Tarefas a realizar |
**1)** Traduza para inglês a frase "Ressalvam-se, porém, as situações de qualificação automática – artigo 18º, nº 1 do Decreto-Lei nº 43/76." do trecho sobre os deficientes das forças armadas.
**2)** Por favor, prossiga o trecho sobre os deficientes das forças armadas a partir do ponto em que termina.

Trecho fornecido |
● ● ● ● ●

Como se afirmou em anteriores pareceres, trata-se de um requisito claramente expresso com a finalidade de "permitir o enquadramento como deficiente das forças armadas dos militares ou equiparados que tenham sido vitimas de uma diminuição da capacidade física ou psíquica de carácter permanente, de certa relevância atingindo as respectivas capacidades de ganho, colocando-os em dificuldades profissionais e sociais". E observou-se também que a fixação desse mínimo visou equiparar, neste aspecto, os deficientes das forças armadas aos acidentados do trabalho, por este modo se "terminando com a inconsequência do Decreto-Lei nº 210/73, de 9 de Maio , que não fixando limite mínimo àquela diminuição de capacidade, permitia a qualificação de militares portadores de incapacidades insignificantes em contradição com os objectivos fundamentais do diploma” (3). Ressalvam-se, porém, as situações de qualificação automática – artigo 18º, nº 1 do Decreto-Lei nº 43/76.

● ● ● ● ●

Entradas guardadas:

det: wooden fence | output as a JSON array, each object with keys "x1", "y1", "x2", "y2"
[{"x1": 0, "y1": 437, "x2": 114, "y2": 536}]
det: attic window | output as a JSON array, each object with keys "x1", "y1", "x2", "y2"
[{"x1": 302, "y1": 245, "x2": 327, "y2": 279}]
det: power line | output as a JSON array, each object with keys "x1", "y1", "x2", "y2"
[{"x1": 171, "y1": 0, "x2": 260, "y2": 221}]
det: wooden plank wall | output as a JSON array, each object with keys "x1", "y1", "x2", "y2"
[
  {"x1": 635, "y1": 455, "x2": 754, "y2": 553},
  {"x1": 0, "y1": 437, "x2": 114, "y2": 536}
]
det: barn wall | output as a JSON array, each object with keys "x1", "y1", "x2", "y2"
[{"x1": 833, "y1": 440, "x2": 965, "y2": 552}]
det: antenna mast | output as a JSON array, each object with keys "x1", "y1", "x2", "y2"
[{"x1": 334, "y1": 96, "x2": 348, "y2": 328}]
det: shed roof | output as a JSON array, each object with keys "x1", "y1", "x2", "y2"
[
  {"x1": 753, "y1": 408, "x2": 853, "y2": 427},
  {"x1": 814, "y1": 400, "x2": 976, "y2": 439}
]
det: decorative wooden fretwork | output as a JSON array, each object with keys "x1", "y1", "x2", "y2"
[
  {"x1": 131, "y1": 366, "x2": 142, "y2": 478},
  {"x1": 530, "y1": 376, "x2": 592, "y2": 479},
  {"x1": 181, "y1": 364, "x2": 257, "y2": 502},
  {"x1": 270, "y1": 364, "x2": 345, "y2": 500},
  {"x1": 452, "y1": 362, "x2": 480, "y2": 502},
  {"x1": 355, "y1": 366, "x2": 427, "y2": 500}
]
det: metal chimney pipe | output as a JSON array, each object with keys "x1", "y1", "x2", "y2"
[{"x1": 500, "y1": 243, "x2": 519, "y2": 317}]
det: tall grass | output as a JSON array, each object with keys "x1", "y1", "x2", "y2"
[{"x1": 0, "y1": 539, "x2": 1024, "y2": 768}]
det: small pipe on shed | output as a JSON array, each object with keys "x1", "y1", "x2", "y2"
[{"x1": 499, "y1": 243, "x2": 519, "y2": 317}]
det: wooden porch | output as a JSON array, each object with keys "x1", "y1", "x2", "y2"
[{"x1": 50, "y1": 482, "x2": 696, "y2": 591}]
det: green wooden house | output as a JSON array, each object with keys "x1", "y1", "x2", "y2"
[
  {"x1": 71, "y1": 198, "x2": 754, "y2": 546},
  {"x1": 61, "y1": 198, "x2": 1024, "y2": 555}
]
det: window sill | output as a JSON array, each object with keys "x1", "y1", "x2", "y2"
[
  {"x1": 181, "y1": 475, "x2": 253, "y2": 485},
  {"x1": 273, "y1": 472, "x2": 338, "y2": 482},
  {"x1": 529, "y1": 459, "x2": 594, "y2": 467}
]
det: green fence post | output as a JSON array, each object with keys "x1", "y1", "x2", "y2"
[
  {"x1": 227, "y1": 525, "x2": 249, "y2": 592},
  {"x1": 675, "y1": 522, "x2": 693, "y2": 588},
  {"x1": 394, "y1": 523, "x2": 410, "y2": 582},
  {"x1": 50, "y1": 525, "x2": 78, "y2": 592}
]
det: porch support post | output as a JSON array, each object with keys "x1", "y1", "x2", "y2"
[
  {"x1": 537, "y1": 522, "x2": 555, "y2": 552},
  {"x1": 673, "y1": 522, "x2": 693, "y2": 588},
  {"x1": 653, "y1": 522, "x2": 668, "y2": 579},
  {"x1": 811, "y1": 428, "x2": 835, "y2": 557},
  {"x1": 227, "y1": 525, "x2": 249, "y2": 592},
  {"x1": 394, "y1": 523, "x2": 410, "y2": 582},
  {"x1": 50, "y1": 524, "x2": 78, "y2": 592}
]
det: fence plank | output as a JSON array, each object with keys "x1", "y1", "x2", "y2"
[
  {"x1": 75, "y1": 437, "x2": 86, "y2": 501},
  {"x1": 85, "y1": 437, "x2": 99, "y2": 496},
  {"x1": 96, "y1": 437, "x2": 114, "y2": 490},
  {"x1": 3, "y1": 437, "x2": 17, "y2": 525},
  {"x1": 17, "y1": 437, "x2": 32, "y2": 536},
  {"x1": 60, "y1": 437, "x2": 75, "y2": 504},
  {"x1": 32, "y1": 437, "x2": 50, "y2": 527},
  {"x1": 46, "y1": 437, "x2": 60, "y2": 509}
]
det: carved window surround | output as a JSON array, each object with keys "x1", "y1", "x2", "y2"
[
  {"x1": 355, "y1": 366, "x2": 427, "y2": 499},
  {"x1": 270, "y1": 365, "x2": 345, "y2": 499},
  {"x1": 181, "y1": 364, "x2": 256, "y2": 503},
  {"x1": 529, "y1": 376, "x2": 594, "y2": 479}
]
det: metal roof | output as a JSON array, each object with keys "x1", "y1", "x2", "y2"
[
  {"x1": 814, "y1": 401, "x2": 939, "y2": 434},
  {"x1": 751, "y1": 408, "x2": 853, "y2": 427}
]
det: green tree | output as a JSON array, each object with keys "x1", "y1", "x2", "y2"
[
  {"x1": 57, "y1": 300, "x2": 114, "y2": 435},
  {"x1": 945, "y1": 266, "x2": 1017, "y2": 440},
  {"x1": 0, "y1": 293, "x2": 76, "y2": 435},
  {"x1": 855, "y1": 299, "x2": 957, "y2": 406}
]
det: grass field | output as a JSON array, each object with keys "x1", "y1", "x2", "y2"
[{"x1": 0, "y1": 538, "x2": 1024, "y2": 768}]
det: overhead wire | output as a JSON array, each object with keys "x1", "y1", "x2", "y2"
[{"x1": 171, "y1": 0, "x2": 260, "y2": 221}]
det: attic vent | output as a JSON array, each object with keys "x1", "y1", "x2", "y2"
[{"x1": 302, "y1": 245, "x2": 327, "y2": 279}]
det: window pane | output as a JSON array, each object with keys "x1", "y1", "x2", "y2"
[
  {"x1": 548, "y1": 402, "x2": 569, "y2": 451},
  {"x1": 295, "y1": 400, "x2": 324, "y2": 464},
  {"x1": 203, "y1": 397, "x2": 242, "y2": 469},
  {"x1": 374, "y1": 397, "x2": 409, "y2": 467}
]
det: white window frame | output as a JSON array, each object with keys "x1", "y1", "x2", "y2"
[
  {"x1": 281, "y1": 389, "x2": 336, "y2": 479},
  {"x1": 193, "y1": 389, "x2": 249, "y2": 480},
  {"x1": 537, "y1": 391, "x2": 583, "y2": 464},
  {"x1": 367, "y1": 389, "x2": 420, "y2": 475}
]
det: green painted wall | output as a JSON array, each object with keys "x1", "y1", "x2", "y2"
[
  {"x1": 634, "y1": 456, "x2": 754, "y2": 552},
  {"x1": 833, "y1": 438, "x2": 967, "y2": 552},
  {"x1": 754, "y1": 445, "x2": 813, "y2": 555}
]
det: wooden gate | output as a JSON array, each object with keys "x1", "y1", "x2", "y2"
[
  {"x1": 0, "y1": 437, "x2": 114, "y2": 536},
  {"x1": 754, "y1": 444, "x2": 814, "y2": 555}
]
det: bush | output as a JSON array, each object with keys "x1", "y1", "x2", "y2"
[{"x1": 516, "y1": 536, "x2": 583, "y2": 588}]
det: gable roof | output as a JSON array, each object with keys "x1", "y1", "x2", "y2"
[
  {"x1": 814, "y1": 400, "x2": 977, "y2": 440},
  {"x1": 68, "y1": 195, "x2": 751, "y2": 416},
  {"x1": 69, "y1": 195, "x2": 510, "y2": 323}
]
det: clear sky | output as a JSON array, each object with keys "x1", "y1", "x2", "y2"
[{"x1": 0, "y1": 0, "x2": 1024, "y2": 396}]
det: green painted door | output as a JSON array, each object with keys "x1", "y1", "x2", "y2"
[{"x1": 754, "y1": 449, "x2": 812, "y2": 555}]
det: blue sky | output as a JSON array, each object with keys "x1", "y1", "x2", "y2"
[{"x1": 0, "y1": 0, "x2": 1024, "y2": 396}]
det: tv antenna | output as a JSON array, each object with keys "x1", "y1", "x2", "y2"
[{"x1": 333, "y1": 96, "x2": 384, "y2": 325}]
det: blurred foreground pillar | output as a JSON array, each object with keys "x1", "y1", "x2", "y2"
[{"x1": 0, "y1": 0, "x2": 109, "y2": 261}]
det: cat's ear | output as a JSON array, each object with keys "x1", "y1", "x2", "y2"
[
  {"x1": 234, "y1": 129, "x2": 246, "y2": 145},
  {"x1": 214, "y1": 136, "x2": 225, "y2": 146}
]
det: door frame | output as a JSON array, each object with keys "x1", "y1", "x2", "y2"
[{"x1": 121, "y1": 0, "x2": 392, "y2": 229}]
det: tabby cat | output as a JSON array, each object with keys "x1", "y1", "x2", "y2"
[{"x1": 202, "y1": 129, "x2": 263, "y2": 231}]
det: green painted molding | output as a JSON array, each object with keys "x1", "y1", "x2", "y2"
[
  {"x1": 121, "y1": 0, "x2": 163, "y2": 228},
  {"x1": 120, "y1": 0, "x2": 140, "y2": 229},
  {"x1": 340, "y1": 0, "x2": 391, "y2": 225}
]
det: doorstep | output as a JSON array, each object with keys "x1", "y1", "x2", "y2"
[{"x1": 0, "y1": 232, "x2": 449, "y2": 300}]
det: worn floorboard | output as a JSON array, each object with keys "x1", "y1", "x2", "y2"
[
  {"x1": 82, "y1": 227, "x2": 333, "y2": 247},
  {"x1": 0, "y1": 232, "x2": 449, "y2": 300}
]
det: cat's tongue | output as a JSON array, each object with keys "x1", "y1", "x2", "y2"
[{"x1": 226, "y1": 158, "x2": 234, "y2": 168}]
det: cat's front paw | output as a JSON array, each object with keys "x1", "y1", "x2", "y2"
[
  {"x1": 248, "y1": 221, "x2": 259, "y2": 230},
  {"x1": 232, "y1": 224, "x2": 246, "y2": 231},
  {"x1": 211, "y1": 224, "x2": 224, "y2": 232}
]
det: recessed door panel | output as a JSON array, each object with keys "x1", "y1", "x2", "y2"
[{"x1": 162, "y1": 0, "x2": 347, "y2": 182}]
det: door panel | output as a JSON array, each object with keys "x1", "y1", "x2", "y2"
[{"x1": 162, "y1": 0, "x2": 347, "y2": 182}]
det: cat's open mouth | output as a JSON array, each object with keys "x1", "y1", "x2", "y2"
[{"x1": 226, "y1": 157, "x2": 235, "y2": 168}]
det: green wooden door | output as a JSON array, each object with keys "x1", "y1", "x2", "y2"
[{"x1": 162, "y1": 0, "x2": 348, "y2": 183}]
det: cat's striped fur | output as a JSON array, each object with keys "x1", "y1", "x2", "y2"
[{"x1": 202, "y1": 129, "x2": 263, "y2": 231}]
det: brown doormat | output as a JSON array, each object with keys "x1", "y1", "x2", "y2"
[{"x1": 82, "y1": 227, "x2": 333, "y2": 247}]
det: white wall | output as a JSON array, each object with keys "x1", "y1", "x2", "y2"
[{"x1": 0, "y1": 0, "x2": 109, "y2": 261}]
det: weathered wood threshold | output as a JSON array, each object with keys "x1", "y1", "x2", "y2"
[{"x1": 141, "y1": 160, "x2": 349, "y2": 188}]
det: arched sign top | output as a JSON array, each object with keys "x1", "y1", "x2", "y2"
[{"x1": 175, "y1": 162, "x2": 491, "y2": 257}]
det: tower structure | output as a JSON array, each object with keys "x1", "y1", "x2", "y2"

● ● ● ● ●

Respostas às tarefas |
**1)** However, cases of automatic qualification are excepted – Article 18, No. 1 of Decree-Law No. 43/76.

**2)**
Confirmando tal interpretação, no nº 4 da Portaria nº 162/76, de 24 de Março, afirma-se expressamente que nos casos de revisão do processo, "a apreciação será feita pela nova definição de DFA, constante do artigo 1º e complementado no artigo 2º do Decreto-Lei nº 43/76, de 20 de Janeiro", salientando-se, em concreto, a "verificação de incapacidade da percentagem atribuída".

Deste modo, o grau de incapacidade de 19%, atribuído ao requerente torna legalmente inviável a qualificação desejada.

Não obstante, e à semelhança do que vem constituindo procedimento usual deste Conselho, sempre se abordará, ainda que sumariamente, a questão da qualificação do acidente que se encontra na base da pretensão do requerente.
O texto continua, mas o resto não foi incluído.